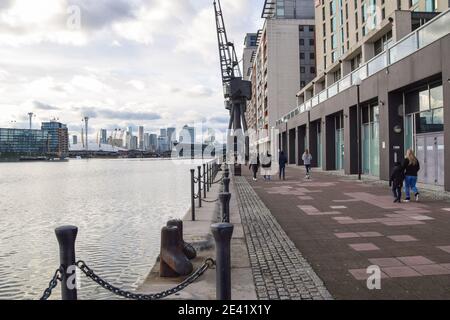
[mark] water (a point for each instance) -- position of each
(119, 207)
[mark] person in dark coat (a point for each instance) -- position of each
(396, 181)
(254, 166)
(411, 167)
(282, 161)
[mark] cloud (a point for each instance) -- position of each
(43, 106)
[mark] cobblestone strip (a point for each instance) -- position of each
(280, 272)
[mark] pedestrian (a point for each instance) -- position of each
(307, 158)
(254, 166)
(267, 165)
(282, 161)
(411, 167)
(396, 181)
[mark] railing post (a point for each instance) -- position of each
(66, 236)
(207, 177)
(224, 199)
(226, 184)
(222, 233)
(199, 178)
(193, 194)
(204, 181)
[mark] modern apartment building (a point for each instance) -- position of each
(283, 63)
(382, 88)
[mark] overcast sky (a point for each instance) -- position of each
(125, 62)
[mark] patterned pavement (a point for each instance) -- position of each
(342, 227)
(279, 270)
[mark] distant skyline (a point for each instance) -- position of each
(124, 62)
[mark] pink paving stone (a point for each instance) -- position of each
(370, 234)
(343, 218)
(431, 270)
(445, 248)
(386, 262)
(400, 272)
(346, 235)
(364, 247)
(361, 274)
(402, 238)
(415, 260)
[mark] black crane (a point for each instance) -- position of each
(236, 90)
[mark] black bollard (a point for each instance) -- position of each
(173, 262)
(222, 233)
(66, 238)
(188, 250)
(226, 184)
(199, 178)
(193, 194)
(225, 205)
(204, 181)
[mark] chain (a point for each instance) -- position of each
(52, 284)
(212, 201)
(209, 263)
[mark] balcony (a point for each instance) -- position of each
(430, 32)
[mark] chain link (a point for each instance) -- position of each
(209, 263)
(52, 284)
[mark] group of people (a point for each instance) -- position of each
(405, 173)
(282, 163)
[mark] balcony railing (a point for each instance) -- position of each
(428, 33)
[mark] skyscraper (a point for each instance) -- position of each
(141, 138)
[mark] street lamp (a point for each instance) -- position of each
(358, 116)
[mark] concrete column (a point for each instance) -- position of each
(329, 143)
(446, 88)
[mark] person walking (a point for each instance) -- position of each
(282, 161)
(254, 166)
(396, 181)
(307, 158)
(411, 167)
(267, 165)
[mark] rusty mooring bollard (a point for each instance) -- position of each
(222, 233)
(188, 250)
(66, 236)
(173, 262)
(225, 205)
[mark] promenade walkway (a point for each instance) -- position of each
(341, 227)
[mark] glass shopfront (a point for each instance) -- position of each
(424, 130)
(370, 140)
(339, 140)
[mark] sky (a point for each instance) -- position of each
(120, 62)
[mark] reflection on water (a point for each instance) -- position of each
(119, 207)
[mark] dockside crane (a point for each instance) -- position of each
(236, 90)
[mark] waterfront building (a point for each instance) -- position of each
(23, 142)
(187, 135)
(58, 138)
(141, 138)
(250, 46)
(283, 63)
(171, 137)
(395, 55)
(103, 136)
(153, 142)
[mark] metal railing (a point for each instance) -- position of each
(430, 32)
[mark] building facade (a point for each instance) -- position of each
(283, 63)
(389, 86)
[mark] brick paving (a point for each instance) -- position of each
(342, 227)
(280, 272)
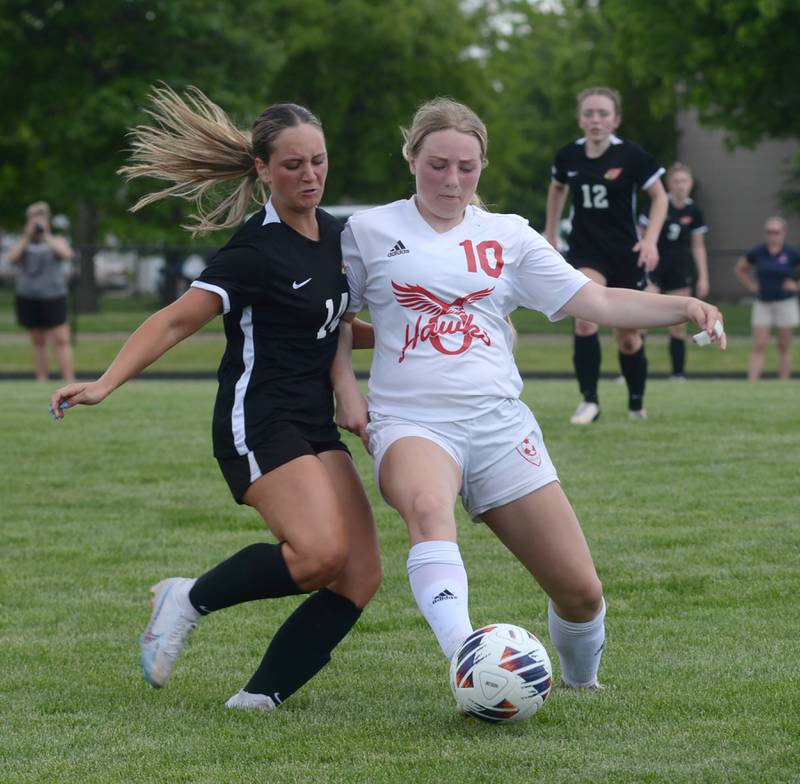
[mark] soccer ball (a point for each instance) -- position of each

+ + +

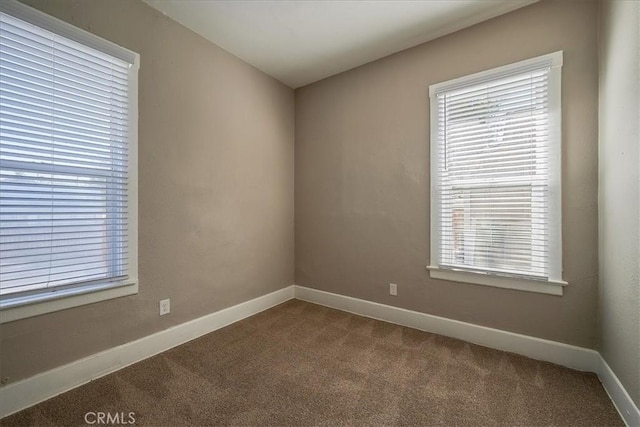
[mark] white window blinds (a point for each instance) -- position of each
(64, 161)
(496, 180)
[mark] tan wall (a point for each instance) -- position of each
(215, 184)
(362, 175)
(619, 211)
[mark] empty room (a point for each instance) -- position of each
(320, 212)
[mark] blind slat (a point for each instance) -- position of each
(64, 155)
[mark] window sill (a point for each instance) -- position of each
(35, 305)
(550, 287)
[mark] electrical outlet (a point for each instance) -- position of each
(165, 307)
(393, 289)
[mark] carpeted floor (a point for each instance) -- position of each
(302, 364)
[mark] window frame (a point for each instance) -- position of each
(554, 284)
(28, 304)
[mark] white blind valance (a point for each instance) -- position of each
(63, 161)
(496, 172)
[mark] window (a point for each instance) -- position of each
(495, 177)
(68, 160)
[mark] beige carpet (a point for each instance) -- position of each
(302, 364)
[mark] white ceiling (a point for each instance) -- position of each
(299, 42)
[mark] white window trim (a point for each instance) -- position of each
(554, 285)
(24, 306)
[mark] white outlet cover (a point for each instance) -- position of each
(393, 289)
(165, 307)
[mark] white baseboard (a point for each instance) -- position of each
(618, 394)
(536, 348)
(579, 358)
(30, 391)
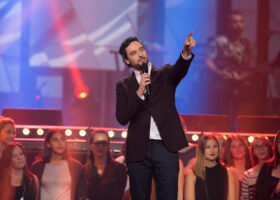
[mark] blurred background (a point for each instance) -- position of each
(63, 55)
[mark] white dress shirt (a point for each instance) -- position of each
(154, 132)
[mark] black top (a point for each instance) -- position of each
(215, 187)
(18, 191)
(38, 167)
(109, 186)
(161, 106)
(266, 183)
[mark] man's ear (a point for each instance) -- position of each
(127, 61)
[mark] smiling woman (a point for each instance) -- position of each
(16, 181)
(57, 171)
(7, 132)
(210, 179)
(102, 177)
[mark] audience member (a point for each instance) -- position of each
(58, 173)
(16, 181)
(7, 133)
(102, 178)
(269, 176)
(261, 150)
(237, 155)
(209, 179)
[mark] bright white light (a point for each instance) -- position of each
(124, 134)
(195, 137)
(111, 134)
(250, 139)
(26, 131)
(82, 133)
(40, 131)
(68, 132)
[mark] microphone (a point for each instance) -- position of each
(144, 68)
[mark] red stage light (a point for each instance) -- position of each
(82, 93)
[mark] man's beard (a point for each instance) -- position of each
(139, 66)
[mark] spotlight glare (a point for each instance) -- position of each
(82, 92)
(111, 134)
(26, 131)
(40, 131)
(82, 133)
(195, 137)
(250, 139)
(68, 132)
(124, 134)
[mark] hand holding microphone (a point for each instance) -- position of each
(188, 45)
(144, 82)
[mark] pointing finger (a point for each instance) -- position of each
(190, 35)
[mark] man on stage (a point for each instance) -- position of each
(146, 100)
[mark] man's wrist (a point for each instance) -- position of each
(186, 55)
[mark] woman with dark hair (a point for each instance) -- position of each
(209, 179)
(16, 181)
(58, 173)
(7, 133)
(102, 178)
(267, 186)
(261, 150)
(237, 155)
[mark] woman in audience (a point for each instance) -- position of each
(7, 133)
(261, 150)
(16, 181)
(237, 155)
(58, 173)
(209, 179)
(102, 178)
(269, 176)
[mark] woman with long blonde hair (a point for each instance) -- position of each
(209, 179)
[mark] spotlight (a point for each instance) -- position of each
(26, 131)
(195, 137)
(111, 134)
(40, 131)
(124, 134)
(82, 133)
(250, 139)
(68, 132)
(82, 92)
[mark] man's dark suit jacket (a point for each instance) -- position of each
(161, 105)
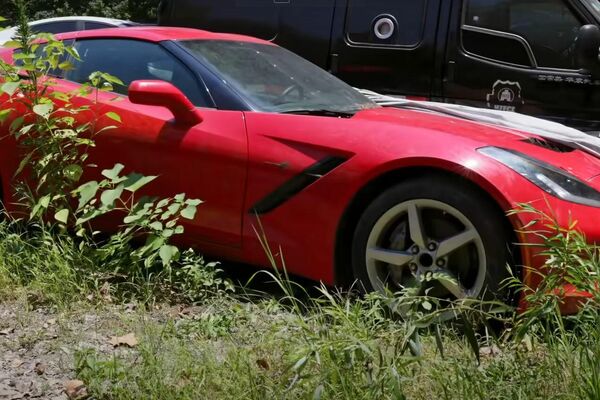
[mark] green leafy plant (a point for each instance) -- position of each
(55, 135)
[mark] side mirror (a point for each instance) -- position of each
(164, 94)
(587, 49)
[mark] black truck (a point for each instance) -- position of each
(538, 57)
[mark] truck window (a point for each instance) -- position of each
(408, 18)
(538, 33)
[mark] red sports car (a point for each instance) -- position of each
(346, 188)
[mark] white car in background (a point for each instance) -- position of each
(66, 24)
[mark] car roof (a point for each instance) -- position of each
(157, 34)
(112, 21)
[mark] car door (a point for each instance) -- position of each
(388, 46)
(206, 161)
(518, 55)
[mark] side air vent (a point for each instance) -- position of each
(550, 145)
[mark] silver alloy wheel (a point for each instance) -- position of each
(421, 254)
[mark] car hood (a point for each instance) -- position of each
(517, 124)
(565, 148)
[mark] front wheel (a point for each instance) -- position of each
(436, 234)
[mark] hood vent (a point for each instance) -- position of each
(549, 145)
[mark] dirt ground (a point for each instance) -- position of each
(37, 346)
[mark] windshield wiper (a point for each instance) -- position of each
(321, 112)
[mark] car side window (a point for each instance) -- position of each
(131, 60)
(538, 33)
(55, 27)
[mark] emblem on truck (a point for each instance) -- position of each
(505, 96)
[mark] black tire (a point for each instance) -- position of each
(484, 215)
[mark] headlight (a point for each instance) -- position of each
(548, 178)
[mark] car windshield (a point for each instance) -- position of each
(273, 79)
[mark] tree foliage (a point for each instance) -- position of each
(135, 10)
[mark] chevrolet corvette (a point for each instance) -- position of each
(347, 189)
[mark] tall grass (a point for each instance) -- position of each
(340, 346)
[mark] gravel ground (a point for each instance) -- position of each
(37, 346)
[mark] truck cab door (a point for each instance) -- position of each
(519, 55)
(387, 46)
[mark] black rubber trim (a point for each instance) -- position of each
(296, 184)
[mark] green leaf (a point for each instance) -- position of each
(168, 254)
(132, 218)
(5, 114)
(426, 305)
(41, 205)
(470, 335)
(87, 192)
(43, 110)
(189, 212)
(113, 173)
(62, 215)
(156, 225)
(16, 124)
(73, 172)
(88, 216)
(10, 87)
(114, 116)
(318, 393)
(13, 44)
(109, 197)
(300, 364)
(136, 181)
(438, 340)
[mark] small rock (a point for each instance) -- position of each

+ + +

**Directions:**
Above are the records; copy from them only the lines starting at the one containing "[mark] street lamp" and ending at the one containing "[mark] soccer ball", exactly and without pictures.

**Final answer:**
[mark] street lamp (a point for each instance) -- position of each
(358, 116)
[mark] concrete column (a point for each instance) -- position of each
(329, 143)
(446, 88)
[mark] person walking (a point for each instance) -- position of each
(282, 161)
(254, 166)
(396, 181)
(307, 158)
(411, 167)
(267, 165)
[mark] rusty mooring bollard (a point for each instance) -- position of each
(222, 233)
(188, 250)
(66, 236)
(173, 262)
(225, 205)
[mark] promenade walkway (a point for each instance) -- position of each
(341, 227)
[mark] glass shopfront (a point for each instance) -- position of each
(424, 130)
(370, 140)
(339, 140)
[mark] sky (a point for each instance) -- position of each
(120, 62)
[mark] reflection on water (a point for each instance) -- position of each
(119, 207)
[mark] dockside crane (a point for each instance) -- position of each
(236, 90)
[mark] waterfront building (a point for each instance) -- position of each
(23, 142)
(187, 135)
(58, 138)
(141, 138)
(250, 46)
(283, 63)
(171, 137)
(395, 55)
(103, 136)
(153, 142)
[mark] metal railing (a point for each instance) -- position of each
(430, 32)
[mark] building facade (a point for each instance) -- position of each
(283, 63)
(389, 86)
[mark] brick paving (a point for each instance) -- position of each
(342, 227)
(280, 272)
[mark] soccer ball (a point for each instance) -- position of each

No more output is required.